Document excerpt:

_ _ _ _

By Mort Malkin
Ever since the time of our acting president, Ronald Reagan (though only in B films), the Republicans spoke of shrinking the government. They did not mean the Pentagon, the CIA, the NSA, Poseidon submarines, or B52 bombers. You guessed it — Social Security, Medicare, Medicaid, Welfare, and food stamps. Despite two terms of Reagan and one of GHW Bush, they could not “starve the beast.” Bill “I feel your pain” Clinton, though, got as far as the Personal Responsibility and Work Opportunity Act, otherwise known as Welfare Reform.

_ _ _ _

Dataset:

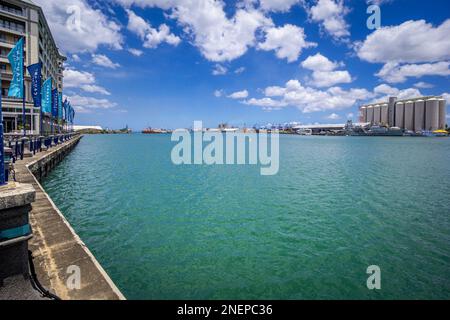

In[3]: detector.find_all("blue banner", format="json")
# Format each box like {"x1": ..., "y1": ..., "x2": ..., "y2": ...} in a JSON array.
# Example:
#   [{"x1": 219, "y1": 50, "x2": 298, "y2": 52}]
[
  {"x1": 52, "y1": 89, "x2": 58, "y2": 118},
  {"x1": 8, "y1": 38, "x2": 23, "y2": 98},
  {"x1": 42, "y1": 78, "x2": 52, "y2": 113},
  {"x1": 58, "y1": 92, "x2": 63, "y2": 119},
  {"x1": 28, "y1": 62, "x2": 42, "y2": 107}
]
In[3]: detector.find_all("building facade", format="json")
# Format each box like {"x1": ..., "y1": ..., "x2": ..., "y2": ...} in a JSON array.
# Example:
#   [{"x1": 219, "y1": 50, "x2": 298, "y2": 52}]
[
  {"x1": 0, "y1": 0, "x2": 66, "y2": 135},
  {"x1": 360, "y1": 96, "x2": 447, "y2": 132}
]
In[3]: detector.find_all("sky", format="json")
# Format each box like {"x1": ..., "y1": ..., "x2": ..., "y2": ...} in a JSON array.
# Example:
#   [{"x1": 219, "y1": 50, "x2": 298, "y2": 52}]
[{"x1": 33, "y1": 0, "x2": 450, "y2": 130}]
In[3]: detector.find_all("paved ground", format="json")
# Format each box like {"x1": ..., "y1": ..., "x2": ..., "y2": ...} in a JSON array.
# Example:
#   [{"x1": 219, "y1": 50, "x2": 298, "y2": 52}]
[{"x1": 11, "y1": 137, "x2": 124, "y2": 300}]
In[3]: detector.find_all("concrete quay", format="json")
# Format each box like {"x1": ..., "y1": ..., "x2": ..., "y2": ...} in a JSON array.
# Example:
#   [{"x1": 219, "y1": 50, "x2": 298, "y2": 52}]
[{"x1": 8, "y1": 136, "x2": 125, "y2": 300}]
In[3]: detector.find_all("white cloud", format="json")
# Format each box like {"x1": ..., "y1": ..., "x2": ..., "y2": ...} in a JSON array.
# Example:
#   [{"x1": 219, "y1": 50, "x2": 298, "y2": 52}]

_ _ _ _

Task A: In the commentary on shrinking the government, what is the Personal Responsibility and Work Opportunity Act otherwise known as?
Task B: Condense the paragraph of the commentary on shrinking the government that begins "Ever since the time of our acting president" into two or three sentences, keeping its main facts.
Task C: From the commentary on shrinking the government, write out the part that opens with the words containing "By Mort Malkin" and closes with "as Welfare Reform.".

Task answer A: Welfare Reform.

Task answer B: Since Ronald Reagan's time, Republicans have talked about shrinking the government. They meant not the Pentagon, the CIA, the NSA, Poseidon submarines, or B52 bombers, but Social Security, Medicare, Medicaid, Welfare, and food stamps. Two Reagan terms and one GHW Bush term failed to "starve the beast," but Bill Clinton got as far as the Personal Responsibility and Work Opportunity Act, known as Welfare Reform.

Task answer C:
By Mort Malkin
Ever since the time of our acting president, Ronald Reagan (though only in B films), the Republicans spoke of shrinking the government. They did not mean the Pentagon, the CIA, the NSA, Poseidon submarines, or B52 bombers. You guessed it — Social Security, Medicare, Medicaid, Welfare, and food stamps. Despite two terms of Reagan and one of GHW Bush, they could not “starve the beast.” Bill “I feel your pain” Clinton, though, got as far as the Personal Responsibility and Work Opportunity Act, otherwise known as Welfare Reform.